> [Problem details] Format the data below as a numbered list, skipping any blank lines.
-------
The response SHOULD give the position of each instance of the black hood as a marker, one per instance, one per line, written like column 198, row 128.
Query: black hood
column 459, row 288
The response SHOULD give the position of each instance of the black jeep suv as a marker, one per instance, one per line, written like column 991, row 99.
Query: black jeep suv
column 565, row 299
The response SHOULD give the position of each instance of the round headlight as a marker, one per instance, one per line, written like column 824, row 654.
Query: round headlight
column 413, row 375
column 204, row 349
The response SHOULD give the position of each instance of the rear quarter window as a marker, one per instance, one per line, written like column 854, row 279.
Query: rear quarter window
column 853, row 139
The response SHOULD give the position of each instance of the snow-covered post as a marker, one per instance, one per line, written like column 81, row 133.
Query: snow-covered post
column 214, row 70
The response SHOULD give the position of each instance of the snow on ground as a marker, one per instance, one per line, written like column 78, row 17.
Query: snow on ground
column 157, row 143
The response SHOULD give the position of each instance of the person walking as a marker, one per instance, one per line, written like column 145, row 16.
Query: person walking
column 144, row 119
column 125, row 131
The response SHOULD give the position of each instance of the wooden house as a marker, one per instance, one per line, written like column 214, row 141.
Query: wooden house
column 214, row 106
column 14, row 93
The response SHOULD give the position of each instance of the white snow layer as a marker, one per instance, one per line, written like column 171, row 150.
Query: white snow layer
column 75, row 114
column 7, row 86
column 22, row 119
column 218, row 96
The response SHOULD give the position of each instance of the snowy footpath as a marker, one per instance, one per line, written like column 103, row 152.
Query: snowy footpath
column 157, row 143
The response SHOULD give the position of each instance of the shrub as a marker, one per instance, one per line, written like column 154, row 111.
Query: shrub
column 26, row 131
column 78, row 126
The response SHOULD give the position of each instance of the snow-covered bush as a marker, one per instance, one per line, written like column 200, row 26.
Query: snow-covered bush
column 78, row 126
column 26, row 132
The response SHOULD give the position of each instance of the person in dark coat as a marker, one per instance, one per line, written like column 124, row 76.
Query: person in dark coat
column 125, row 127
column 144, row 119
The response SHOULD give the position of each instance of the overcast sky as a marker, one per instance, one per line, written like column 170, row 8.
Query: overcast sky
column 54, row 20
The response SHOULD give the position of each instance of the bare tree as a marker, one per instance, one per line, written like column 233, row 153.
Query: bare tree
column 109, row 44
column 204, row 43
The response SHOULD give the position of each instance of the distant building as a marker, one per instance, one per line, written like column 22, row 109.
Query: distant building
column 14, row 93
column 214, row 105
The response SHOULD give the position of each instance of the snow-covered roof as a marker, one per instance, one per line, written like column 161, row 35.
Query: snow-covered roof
-------
> [Task output]
1. The response SHOULD give the position of each instance of the black hood as a marker, one per instance, one per line, written like column 198, row 128.
2. Query: black hood
3. column 459, row 288
4. The response SHOULD give the position of each instance of the black jeep suv as a marker, one per instance, one per line, written like column 991, row 99.
5. Query: black jeep suv
6. column 565, row 299
7. The response SHOULD give the position of each instance of the round headlight as a marker, one per instance, one per line, written like column 824, row 654.
8. Query: round headlight
9. column 413, row 375
10. column 204, row 349
11. The response SHOULD give the position of each instance of the rear quarter window as a marker, one per instance, one per line, written like column 854, row 279.
12. Query: rear quarter window
13. column 853, row 139
14. The response SHOULD give the position of each instance of the snow-covered post as a marker, one per instance, one per line, written like column 81, row 133.
15. Query: snow-covered post
16. column 214, row 70
17. The response SHOULD give the position of each instance of the snow on ground as a marker, one per instance, one per line, written like column 78, row 17.
18. Query: snow on ground
19. column 157, row 143
20. The response SHOULD give the position of each instance of the person walking as a marker, one per instance, one per line, written like column 145, row 16.
21. Query: person walking
22. column 144, row 119
23. column 125, row 131
24. The response SHOULD give the position of each instance of the wooden house as a marker, one per instance, one per line, written like column 214, row 141.
25. Query: wooden house
26. column 214, row 106
27. column 14, row 93
28. The response SHOULD give the position of each instance of the white snow layer as a marker, one per instance, one per line, written like column 171, row 150.
29. Query: white snow layer
30. column 75, row 114
31. column 7, row 86
32. column 22, row 119
33. column 218, row 96
34. The response SHOULD give the position of each instance of the snowy footpath as a marker, one per instance, one per line, written like column 103, row 152.
35. Query: snowy footpath
36. column 157, row 143
37. The response SHOULD give the position of each instance of the shrub as a marker, one per instance, one per line, written like column 154, row 111.
38. Query: shrub
39. column 26, row 131
40. column 78, row 126
41. The response SHOULD give the position of each instance of the snow-covered bush as a marker, one per instance, one per line, written like column 200, row 26.
42. Query: snow-covered bush
43. column 78, row 126
44. column 26, row 132
45. The response SHOULD give the position of each instance of the person in dark coat as a marker, one per instance, one per line, written like column 124, row 76.
46. Query: person in dark coat
47. column 125, row 127
48. column 144, row 119
49. The response SHOULD give the position of each instance of the overcast sky as a marker, one per instance, one per line, written like column 170, row 8.
50. Query: overcast sky
51. column 54, row 20
52. The response SHOULD give the position of each instance of the bare tree as a marker, one per instance, one per line, written like column 233, row 153.
53. Query: bare tree
54. column 109, row 44
55. column 204, row 43
56. The response SHOULD give the position of each instance of the distant building as a marker, one per instance, one per line, written like column 22, row 109.
57. Query: distant building
58. column 14, row 93
59. column 214, row 105
60. The response SHOULD give the position of each instance of the snow-covered roof as a marker, one per instance, one per line, written like column 161, row 35.
61. Query: snow-covered roof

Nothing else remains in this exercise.